Region pointing data
+--
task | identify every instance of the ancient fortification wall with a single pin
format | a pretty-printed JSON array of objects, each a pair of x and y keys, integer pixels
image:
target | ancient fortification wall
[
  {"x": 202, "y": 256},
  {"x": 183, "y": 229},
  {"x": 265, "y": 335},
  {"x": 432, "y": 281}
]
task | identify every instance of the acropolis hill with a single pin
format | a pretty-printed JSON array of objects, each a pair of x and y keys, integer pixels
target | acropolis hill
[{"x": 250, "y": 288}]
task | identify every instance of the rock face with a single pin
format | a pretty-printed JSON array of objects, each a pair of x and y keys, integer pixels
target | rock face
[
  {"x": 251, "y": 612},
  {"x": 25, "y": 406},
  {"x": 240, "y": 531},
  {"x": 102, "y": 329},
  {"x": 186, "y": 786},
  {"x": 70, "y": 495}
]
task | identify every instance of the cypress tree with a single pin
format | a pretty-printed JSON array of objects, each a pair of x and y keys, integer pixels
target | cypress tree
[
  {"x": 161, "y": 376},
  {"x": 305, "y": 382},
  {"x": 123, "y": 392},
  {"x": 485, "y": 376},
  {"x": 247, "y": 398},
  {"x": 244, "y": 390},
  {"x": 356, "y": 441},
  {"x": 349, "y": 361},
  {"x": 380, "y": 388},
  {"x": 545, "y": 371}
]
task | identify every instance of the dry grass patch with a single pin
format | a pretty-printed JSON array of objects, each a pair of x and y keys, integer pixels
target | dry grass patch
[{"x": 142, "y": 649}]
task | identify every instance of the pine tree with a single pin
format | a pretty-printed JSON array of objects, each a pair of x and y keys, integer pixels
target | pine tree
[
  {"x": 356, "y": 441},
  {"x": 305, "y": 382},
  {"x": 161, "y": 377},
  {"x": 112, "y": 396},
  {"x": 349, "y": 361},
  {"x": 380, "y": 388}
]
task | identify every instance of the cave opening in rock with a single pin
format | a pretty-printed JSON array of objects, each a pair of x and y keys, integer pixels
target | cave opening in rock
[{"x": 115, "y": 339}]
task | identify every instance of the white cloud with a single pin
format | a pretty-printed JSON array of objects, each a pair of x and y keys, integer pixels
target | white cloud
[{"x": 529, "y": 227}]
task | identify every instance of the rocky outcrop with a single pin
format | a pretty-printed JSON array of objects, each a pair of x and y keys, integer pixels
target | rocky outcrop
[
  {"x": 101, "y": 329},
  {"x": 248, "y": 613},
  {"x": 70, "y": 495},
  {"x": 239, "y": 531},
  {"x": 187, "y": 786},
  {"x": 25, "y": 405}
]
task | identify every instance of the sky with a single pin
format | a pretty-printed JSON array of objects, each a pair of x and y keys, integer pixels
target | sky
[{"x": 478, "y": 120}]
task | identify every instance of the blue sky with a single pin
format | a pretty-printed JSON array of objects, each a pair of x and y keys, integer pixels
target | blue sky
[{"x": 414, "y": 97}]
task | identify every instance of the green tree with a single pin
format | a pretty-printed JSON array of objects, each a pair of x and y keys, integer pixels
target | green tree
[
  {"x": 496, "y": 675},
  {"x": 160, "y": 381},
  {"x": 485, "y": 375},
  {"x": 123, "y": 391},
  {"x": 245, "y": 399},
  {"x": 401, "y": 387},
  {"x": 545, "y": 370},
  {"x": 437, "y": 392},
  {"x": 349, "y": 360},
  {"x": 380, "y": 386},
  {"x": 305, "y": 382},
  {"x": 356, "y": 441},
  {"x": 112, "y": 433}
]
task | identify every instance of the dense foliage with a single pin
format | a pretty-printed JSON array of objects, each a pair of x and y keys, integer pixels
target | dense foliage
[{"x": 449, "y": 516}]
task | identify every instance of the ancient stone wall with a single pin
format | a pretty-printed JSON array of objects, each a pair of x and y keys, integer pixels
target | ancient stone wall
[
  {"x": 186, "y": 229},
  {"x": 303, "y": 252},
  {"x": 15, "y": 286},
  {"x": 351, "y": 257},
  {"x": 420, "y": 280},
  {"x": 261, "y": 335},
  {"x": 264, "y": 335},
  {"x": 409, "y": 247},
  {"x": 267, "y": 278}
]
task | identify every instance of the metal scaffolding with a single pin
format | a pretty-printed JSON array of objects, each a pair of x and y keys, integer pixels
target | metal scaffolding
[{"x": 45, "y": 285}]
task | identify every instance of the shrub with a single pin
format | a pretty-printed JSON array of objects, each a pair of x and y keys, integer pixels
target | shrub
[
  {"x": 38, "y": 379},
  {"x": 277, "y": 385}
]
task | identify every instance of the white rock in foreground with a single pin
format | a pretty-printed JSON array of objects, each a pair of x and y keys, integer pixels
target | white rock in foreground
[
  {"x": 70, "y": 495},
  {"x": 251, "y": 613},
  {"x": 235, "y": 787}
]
+--
▶ [YOUR INSTRUCTIONS] Copy out all of the records shown above exactly.

▶ [WRITTEN RESPONSE]
task | identify every instance of the ancient fortification wall with a single pin
format | a pretty-printed JSON array of objects, each a pair of x and y keys, integer pixels
image:
target | ancient fortification wall
[
  {"x": 202, "y": 256},
  {"x": 183, "y": 229},
  {"x": 265, "y": 335},
  {"x": 432, "y": 281}
]
task | identify every instance of the acropolis hill with a single pin
format | a pretty-printed JSON array of objects, each a pair of x and y keys, integer pixels
target | acropolis hill
[{"x": 250, "y": 288}]
task | identify every instance of the rock face with a single pin
format | a pretty-printed JSON array of objects, each a pair of x and y keys, integer pixels
target | rock face
[
  {"x": 251, "y": 612},
  {"x": 25, "y": 406},
  {"x": 240, "y": 531},
  {"x": 102, "y": 329},
  {"x": 186, "y": 786},
  {"x": 70, "y": 495}
]
task | identify every instance of the cypress tree with a single pin
format | a pretty-printed JSON array of objects, each a pair of x and y keys, integer pixels
target | cypress tree
[
  {"x": 161, "y": 376},
  {"x": 305, "y": 382},
  {"x": 123, "y": 392},
  {"x": 485, "y": 376},
  {"x": 247, "y": 398},
  {"x": 244, "y": 390},
  {"x": 356, "y": 441},
  {"x": 349, "y": 361},
  {"x": 380, "y": 388},
  {"x": 545, "y": 371}
]
task | identify every instance of the dry grass patch with a single pin
format | a pretty-printed JSON array of objects, each a pair of x and y keys, integer pixels
target | dry grass patch
[{"x": 142, "y": 649}]
task | identify every instance of the pine tree with a single pin
format | a pretty-printed JSON array of objects, each a pair of x and y keys, integer pixels
target | pine tree
[
  {"x": 356, "y": 441},
  {"x": 305, "y": 382},
  {"x": 161, "y": 377},
  {"x": 112, "y": 396},
  {"x": 349, "y": 361},
  {"x": 380, "y": 388}
]
task | identify every instance of the cave opening in rock with a single pin
format | a pretty-printed JSON array of objects, each a pair of x and y keys, integer pixels
target | cave opening in rock
[{"x": 115, "y": 339}]
task | identify every instance of the white cloud with a single pin
format | a pretty-printed JSON array of objects, each a pair of x and y keys, integer pixels
target | white cloud
[{"x": 529, "y": 227}]
task | identify every instance of the rocky outcrop with a single pin
format | a pretty-printed JSON array of objects, each a pair of x and y keys, integer pixels
target | rocky outcrop
[
  {"x": 101, "y": 329},
  {"x": 248, "y": 613},
  {"x": 70, "y": 495},
  {"x": 239, "y": 531},
  {"x": 187, "y": 786},
  {"x": 25, "y": 405}
]
task | identify every instance of the sky with a single pin
format | a pretty-printed JSON array of objects, each a pair of x and y keys, integer pixels
target | sky
[{"x": 478, "y": 120}]
task | identify every instance of the blue sky with a single pin
format | a pretty-printed JSON array of objects, each a pair of x and y keys, integer pixels
target | blue sky
[{"x": 414, "y": 97}]
task | identify every instance of the green tree with a single pin
format | a pretty-printed JSON array of objects, each a pair of x and y keys, integer pixels
target | green tree
[
  {"x": 496, "y": 675},
  {"x": 160, "y": 381},
  {"x": 485, "y": 375},
  {"x": 123, "y": 391},
  {"x": 245, "y": 399},
  {"x": 401, "y": 387},
  {"x": 545, "y": 370},
  {"x": 437, "y": 392},
  {"x": 349, "y": 360},
  {"x": 380, "y": 386},
  {"x": 305, "y": 382},
  {"x": 356, "y": 441},
  {"x": 112, "y": 433}
]
task | identify every instance of the dense foliage with a single pin
format | a pretty-printed JSON array of objects, each a pair of x and y keys, integer pixels
target | dense foliage
[{"x": 449, "y": 516}]
task | identify every instance of the ancient stone wall with a single pin
format | a pretty-printed JSON array of objects, each a pair of x and y keys, integer pixels
target | ancient stone wall
[
  {"x": 186, "y": 229},
  {"x": 303, "y": 252},
  {"x": 15, "y": 286},
  {"x": 351, "y": 257},
  {"x": 420, "y": 280},
  {"x": 261, "y": 335},
  {"x": 264, "y": 335},
  {"x": 409, "y": 247},
  {"x": 267, "y": 278}
]
task | identify every instance of the metal scaffolding with a single pin
format | a pretty-printed JSON array of objects, each a pair of x and y keys, integer pixels
target | metal scaffolding
[{"x": 45, "y": 285}]
task | identify every instance of the shrub with a single pin
format | a pretty-printed JSON array of objects, each a pair of x and y keys, integer pixels
target | shrub
[
  {"x": 38, "y": 379},
  {"x": 277, "y": 385}
]
task | identify every instance of the white rock in foreground with a single pin
format | a pretty-printed JSON array of objects, each a pair of x and y keys, integer pixels
target | white rock in foreground
[
  {"x": 70, "y": 495},
  {"x": 251, "y": 613},
  {"x": 235, "y": 787}
]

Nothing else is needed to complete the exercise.